---------- Data records ----------

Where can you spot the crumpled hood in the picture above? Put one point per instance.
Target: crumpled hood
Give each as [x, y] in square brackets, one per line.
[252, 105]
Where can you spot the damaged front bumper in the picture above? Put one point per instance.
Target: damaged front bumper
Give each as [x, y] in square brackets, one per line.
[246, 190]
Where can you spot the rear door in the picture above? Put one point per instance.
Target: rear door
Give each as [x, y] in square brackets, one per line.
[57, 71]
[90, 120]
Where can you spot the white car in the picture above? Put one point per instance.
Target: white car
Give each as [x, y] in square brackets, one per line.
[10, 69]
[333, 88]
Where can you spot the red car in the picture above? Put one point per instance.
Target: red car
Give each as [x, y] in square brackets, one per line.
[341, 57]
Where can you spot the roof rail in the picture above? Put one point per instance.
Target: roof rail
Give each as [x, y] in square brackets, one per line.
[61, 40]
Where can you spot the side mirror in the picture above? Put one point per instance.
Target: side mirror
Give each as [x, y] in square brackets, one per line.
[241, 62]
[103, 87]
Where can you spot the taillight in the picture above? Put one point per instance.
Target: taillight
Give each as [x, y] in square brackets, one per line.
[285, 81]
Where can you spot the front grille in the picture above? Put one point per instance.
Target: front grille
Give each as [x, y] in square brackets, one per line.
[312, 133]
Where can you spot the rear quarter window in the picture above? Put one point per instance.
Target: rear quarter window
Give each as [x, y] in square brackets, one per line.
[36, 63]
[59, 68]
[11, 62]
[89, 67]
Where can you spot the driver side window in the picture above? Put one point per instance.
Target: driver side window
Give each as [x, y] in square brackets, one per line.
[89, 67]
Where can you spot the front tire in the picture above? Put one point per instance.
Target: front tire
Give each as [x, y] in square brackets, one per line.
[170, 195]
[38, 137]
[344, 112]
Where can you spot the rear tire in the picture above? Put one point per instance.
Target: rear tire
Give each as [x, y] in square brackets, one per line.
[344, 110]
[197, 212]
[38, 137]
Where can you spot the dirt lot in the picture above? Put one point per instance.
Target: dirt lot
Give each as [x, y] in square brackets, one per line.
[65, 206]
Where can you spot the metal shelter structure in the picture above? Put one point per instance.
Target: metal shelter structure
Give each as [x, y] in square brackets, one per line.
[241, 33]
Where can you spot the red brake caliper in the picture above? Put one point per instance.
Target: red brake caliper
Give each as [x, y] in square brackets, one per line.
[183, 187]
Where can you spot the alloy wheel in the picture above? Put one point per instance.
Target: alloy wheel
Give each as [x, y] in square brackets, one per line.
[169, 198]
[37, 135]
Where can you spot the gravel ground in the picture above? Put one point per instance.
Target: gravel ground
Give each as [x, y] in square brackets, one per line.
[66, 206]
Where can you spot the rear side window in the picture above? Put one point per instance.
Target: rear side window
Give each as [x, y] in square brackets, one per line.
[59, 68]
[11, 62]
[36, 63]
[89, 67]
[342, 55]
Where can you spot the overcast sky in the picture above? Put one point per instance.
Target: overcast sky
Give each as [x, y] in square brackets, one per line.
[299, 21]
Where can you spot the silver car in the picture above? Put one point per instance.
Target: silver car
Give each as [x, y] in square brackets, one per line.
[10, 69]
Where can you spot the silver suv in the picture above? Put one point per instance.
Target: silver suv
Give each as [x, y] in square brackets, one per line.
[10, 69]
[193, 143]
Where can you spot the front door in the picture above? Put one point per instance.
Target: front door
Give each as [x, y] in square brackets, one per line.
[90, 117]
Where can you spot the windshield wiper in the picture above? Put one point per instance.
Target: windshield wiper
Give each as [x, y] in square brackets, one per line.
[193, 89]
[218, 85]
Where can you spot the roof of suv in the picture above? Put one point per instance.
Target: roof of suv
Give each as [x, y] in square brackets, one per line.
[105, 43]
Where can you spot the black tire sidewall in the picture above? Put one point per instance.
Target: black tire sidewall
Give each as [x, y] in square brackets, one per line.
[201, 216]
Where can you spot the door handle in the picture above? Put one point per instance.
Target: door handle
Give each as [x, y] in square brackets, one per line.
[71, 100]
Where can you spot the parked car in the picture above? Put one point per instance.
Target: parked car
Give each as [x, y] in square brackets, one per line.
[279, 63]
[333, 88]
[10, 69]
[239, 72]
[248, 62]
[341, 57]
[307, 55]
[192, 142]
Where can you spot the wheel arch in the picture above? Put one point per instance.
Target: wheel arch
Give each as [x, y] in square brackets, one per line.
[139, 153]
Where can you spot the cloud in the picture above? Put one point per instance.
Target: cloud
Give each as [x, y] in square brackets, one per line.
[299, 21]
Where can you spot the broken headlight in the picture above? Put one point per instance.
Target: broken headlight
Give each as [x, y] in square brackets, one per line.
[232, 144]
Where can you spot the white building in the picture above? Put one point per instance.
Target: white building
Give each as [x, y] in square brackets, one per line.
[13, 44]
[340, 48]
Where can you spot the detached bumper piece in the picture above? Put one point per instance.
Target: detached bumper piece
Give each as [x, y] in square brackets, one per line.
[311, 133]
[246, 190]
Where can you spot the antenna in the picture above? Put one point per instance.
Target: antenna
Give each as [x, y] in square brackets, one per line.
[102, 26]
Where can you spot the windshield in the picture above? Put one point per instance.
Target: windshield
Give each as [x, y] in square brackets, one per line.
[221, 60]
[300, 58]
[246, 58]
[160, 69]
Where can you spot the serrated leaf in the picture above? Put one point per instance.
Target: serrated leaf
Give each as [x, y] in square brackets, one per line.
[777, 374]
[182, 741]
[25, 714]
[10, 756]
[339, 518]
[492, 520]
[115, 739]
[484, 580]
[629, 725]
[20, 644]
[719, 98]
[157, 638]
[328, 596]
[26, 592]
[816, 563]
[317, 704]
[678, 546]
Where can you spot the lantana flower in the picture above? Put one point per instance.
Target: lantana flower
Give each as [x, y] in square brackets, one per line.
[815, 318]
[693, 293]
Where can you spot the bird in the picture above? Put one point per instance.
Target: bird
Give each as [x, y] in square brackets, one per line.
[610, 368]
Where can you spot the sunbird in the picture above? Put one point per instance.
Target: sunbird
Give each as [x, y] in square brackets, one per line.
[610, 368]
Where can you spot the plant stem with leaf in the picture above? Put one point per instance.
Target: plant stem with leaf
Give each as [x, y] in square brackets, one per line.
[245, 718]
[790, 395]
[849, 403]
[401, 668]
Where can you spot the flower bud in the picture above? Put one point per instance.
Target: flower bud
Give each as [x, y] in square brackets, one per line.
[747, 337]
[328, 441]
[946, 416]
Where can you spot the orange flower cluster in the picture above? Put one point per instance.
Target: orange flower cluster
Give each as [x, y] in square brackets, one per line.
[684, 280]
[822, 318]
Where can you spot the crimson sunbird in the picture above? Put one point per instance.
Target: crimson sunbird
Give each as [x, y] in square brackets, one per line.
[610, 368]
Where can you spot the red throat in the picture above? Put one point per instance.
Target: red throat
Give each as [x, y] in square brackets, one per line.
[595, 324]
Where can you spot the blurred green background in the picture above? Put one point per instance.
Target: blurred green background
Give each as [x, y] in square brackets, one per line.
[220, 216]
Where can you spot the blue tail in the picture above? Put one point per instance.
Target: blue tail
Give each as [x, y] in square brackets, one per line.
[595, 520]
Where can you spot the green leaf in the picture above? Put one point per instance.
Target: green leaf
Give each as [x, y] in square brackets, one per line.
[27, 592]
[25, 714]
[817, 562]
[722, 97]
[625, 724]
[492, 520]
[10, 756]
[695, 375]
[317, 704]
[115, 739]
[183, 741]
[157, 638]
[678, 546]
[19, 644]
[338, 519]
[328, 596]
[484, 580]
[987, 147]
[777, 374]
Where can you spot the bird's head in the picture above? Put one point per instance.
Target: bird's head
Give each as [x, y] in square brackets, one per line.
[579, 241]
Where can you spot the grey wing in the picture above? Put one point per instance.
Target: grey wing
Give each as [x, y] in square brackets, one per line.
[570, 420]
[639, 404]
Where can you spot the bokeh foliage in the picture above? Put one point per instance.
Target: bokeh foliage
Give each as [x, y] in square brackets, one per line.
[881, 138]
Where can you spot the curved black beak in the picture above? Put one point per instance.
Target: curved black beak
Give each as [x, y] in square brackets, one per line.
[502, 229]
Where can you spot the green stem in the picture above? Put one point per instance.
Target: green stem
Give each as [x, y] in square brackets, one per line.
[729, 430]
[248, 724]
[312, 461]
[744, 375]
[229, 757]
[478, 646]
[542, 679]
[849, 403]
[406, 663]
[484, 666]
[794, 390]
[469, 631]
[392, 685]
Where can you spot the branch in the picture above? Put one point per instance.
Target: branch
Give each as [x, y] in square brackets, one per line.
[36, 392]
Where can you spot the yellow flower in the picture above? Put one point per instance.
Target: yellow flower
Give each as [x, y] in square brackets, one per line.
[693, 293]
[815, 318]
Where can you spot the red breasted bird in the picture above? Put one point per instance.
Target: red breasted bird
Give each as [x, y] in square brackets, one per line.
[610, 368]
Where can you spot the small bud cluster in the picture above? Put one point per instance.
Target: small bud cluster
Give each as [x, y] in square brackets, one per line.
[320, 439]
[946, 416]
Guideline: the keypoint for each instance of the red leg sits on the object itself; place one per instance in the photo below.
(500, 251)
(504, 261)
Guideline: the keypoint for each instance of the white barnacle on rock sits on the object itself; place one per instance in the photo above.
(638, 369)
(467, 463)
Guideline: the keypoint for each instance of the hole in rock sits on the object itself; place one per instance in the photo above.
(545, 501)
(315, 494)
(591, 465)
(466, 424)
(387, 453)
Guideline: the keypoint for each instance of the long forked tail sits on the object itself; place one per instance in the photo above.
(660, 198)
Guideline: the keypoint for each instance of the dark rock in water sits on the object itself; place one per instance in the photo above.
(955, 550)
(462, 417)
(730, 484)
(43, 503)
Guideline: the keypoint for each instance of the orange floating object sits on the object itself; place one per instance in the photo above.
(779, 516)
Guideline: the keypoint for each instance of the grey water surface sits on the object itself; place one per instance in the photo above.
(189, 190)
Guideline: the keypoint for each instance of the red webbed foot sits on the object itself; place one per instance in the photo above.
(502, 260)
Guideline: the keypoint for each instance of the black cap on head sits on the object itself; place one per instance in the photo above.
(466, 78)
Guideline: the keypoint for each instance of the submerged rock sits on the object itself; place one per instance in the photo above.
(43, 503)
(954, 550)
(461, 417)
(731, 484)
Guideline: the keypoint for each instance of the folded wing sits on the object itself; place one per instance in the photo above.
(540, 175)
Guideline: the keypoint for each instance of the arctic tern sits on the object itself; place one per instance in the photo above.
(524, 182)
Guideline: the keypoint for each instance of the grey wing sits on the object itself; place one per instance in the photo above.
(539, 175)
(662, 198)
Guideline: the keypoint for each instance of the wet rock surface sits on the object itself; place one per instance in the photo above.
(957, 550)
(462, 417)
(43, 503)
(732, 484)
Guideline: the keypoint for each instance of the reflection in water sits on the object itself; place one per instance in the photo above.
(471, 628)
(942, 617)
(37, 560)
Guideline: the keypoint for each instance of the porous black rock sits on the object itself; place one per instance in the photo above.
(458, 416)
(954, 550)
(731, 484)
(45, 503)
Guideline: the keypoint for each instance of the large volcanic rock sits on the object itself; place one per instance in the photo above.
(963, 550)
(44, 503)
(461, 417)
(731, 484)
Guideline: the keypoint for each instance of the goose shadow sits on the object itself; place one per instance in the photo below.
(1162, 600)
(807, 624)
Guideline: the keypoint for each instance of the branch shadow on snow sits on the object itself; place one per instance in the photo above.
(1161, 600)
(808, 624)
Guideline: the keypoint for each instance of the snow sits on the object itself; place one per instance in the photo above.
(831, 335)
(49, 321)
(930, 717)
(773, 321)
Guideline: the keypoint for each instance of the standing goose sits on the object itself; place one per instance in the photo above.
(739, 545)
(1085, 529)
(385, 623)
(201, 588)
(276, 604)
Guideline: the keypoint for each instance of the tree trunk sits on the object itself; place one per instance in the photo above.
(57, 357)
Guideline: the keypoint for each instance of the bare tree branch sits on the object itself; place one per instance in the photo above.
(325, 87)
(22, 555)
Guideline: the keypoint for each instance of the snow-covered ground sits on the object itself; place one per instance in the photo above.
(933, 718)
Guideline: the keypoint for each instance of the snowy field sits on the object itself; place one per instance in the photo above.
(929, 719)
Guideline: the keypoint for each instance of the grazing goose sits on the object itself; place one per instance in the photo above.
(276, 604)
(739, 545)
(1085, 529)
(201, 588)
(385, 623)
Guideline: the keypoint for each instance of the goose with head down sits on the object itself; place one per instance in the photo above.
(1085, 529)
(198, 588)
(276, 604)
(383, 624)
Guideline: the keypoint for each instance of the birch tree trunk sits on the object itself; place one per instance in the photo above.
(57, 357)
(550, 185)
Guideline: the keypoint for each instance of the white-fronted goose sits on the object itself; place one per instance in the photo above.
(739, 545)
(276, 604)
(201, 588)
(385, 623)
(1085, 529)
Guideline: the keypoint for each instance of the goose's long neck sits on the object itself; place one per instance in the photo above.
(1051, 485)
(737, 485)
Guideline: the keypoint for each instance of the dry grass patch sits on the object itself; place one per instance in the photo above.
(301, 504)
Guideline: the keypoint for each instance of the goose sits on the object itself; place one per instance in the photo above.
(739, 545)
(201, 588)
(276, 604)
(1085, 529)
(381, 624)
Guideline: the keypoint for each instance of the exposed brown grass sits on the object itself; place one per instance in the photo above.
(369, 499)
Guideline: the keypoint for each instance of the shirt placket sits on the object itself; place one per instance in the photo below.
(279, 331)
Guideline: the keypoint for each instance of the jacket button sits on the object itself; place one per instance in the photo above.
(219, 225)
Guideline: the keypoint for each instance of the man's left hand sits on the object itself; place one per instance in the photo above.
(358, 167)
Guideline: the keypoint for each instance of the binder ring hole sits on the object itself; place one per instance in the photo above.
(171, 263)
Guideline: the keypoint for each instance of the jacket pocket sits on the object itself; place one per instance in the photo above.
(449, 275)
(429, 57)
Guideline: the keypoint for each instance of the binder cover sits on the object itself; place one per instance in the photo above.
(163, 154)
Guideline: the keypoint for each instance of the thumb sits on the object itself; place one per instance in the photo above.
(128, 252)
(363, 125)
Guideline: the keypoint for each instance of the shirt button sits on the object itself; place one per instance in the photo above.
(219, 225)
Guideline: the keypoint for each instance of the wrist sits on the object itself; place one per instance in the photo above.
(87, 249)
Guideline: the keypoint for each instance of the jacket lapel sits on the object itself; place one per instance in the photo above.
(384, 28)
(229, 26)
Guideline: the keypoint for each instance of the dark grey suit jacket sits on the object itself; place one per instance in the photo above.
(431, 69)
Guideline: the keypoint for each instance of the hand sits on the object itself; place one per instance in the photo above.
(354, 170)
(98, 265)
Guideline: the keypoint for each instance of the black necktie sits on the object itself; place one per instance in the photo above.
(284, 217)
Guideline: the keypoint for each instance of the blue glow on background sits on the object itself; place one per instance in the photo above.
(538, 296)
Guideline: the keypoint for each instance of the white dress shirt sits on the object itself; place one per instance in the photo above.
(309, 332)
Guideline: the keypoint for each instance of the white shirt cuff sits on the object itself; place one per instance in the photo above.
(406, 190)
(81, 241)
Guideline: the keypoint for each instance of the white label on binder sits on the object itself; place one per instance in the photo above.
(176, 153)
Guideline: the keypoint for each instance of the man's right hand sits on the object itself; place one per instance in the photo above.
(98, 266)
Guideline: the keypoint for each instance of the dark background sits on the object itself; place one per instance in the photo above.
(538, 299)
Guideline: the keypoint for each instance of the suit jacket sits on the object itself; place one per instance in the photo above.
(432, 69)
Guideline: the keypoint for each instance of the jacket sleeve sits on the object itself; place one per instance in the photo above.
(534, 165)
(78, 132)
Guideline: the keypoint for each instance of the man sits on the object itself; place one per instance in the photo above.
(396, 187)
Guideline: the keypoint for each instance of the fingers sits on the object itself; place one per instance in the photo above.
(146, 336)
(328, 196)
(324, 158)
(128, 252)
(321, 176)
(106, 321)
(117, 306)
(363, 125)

----------

From the line that contains "Guideline: the keypoint for each instance of the white label" down to the last line of the listing above, repeat each line exactly, and include nothing else.

Guideline: the keypoint for each instance of the white label on binder sits on the object itself; place one per instance in the photo above.
(176, 153)
Guideline: the keypoint for each instance of the man's right hand sits on the object itself; place one per instance in the photo above.
(98, 266)
Guideline: the keypoint for each instance of the dark background sits on the object itself; place one per instance in the photo above.
(538, 299)
Guideline: the keypoint for each instance of the suit jacket sits on the object itself; place one per instance in the photo above.
(432, 69)
Guideline: the keypoint for each instance of the jacket sleeve sits on the object itself; place one per instance in the photo above.
(534, 165)
(78, 132)
Guideline: the keypoint for each instance of the man sits on the object itself; place one per instance in the photo above.
(396, 187)
Guideline: the keypoint for each instance of the fingers sits on the object itself; place one per instance in the photo above.
(146, 336)
(328, 196)
(324, 158)
(128, 252)
(321, 176)
(106, 321)
(117, 306)
(363, 125)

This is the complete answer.